Text.

A deceleration of global annual growth below 2.5 per cent is often considered to be the recessionary threshold for the global economy. It is important for policymakers to look at effective steps to mitigate the damage caused by the coronavirus outbreak to the physical and economic health of people, and overall well being.
If the effects of the outbreak are short-lived, then accommodative monetary policies to include cuts in the central bank's rate and lower long-term interest rates can be implemented. However, if the effects of the pandemic are long-lasting then, there will be disruptions on the supply side witnessed through crippled production networks and squeezed profit margins. Hopes of economic recovery rests on active fiscal policies, sustained and coordinated liquidity inflows by Central banks, and focused efforts to bolster free trade and foreign investment.
Impact of coronavirus outbreak on economy
The outbreak and spread of coronavirus have exerted downward pressure on the FDI between -5% to -15%. With heightened economic anxiety and sluggish growth prospects, the rapid spread of the virus has brought about a combination of wage suppression, wealth concentration, rise in inequality across most countries, and corporate rentierism.

Record extracts.
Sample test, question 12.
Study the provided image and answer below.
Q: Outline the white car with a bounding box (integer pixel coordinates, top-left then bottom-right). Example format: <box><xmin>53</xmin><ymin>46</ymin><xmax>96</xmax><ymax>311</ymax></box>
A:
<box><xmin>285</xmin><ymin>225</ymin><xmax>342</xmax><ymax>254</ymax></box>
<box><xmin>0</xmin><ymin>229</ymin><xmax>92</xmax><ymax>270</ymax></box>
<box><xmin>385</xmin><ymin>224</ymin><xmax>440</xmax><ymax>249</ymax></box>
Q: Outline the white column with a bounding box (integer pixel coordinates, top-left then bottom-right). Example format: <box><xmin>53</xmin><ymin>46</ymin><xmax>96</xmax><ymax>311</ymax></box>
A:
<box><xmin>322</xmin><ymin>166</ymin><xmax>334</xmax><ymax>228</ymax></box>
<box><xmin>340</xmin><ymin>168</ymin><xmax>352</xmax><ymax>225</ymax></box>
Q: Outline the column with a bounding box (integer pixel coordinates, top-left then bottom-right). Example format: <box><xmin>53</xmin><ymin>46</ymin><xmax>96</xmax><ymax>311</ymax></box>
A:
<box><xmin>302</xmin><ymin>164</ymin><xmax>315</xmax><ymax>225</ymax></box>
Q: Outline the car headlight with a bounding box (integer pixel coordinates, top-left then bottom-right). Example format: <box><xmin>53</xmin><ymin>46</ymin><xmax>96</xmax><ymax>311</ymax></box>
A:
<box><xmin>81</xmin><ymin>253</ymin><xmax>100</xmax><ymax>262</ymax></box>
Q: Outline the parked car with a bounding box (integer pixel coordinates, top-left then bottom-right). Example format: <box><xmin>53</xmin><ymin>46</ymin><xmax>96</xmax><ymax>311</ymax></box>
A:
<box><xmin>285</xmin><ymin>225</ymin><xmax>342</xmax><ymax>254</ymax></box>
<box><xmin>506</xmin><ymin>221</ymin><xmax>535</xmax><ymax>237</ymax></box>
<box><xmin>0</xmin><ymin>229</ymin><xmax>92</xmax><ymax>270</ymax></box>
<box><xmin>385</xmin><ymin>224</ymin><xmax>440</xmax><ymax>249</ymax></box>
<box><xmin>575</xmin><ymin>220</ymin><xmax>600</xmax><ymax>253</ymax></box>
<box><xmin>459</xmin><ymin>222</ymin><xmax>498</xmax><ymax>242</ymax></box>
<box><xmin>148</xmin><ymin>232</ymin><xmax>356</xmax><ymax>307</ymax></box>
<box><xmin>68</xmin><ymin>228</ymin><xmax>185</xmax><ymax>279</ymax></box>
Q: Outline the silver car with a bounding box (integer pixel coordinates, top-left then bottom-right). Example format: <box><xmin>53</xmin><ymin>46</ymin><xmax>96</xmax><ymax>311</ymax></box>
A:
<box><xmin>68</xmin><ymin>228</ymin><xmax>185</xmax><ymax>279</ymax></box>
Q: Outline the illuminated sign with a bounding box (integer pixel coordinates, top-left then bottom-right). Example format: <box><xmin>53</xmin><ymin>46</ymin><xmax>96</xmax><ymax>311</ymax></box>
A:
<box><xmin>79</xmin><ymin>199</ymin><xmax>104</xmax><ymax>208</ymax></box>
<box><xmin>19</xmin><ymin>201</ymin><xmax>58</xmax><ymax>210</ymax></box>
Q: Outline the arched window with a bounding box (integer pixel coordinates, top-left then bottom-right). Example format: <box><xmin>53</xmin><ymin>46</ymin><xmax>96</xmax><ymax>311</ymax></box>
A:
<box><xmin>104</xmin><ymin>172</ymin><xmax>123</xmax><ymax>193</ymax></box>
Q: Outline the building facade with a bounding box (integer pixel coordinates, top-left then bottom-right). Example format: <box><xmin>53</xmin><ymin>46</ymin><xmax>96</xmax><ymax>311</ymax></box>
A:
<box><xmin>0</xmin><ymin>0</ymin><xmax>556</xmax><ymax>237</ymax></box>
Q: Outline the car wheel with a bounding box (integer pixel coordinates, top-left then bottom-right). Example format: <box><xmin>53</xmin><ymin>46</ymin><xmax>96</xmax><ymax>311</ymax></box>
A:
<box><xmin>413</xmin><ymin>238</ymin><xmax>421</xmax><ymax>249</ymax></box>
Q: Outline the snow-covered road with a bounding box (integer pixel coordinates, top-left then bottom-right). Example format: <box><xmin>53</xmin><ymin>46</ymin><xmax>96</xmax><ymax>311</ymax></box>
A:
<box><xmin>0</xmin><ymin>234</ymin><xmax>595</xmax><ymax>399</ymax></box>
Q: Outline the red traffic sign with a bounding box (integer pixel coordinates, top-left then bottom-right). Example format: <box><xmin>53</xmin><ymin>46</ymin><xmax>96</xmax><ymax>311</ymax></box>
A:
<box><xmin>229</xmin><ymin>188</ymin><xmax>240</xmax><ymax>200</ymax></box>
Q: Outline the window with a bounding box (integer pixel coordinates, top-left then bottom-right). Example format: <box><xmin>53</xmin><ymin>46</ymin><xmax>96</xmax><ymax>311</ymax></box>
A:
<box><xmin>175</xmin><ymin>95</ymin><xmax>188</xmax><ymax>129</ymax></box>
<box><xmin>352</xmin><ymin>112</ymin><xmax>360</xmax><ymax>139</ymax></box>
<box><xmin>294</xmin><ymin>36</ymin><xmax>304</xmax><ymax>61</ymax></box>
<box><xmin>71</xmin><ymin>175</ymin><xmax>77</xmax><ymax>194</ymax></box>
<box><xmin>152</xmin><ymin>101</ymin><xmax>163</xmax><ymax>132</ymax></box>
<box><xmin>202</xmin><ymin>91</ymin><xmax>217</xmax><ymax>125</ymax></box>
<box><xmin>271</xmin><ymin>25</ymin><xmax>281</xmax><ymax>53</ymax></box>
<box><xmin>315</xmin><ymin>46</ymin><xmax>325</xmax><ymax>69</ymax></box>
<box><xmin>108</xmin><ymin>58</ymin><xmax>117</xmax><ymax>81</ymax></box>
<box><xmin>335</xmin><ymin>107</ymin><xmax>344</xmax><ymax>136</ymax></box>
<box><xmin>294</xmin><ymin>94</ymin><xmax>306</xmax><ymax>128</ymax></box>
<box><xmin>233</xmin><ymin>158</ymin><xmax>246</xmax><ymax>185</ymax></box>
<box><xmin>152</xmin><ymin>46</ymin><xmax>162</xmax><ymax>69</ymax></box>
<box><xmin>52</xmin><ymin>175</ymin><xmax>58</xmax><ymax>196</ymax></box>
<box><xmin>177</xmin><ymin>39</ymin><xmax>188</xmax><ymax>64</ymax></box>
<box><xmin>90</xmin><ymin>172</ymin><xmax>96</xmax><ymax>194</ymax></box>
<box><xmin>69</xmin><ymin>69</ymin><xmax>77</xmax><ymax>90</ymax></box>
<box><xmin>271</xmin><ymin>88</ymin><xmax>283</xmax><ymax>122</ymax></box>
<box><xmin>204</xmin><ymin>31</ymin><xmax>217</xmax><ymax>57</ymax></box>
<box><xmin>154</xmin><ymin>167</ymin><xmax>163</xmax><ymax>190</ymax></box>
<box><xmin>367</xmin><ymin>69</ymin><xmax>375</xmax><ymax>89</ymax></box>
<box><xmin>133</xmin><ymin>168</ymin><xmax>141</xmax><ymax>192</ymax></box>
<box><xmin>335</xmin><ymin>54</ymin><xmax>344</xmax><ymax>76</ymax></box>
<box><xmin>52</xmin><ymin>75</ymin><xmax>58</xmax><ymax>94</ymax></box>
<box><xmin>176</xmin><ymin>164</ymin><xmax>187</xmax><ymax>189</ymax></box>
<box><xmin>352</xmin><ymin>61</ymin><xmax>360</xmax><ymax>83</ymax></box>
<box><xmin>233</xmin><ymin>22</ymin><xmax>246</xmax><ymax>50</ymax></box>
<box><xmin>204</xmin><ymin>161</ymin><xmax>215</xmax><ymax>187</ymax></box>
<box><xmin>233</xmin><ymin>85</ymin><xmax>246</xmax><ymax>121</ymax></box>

Brief 1.
For each statement about the coronavirus economy text, answer yes or no and quote the words of the text that decide it.
(a) Global annual growth below 2.5 per cent is often regarded as the recessionary threshold for the global economy.
(b) Crippled production networks are expected if the effects of the outbreak are short-lived.
(c) The coronavirus has put downward pressure on FDI of between -5% and -15%.
Brief 2.
Answer these questions from the coronavirus economy text.
(a) Which monetary policies can be implemented if the effects of the outbreak are short-lived?
(b) On what do hopes of economic recovery rest?
(c) Besides wage suppression, what has the rapid spread of the virus brought about?
Brief 3. Write the next part of the coronavirus economy text, starting after its last sentence.
The listing comes from a separate source.

Answer area 1.
(a) Yes: "A deceleration of global annual growth below 2.5 per cent is often considered to be the recessionary threshold for the global economy."
(b) No: "if the effects of the pandemic are long-lasting then, there will be disruptions on the supply side witnessed through crippled production networks"
(c) Yes: "have exerted downward pressure on the FDI between -5% to -15%"

Answer area 2.
(a) Cuts in the central bank's rate and lower long-term interest rates.
(b) Active fiscal policies, sustained and coordinated liquidity inflows by central banks, and focused efforts to bolster free trade and foreign investment.
(c) Wealth concentration, a rise in inequality across most countries, and corporate rentierism.

Answer area 3.
Also misallocation of capital and resources to low-productivity sectors such as real estate and personal services in the rising "gig economy" has been observed. In H2 2019, before the Covid-19 outbreak, it became increasingly clear that the global economy had entered troubled waters with slower growth witnessed across all regions and contraction observed in economies in the final quarter.
The economic uncertainty will likely cost the global economy $1 trillion in 2020. The spread of the virus will potentially damage and affect three main channels of disruption: demand, supply and finance.
On the demand side, the economy will see shifting sentiments owing to the fear of contagion and absence of vaccine to impact private spending. There will be possible layoffs, reduced working hours, declining income levels, and need for emergency-health initiatives in some countries will increase.
On the supply side, manufacturing activity in affected regions will see a sudden stop to result in bottlenecks in global value chains across China, the Republic of Korea and Japan, as well as South-East Asian economies. While inventory decumulation can support for a brief time period, in today's demand-based just-in-time production structures, the inventory stocks are almost on the verge of exhaustion. This disruption has triggered widespread factory closures even in countries that are still immune to the virus, because of the lack of intermediary inputs.
Dented profit margins, huge losses
Profits have faced a major hit, there has been a steep decline in employment and wages owing to coronavirus scare. Also, exports of both manufactured final goods and of commodity inputs have weakened sharply to affect earnings and employment globally.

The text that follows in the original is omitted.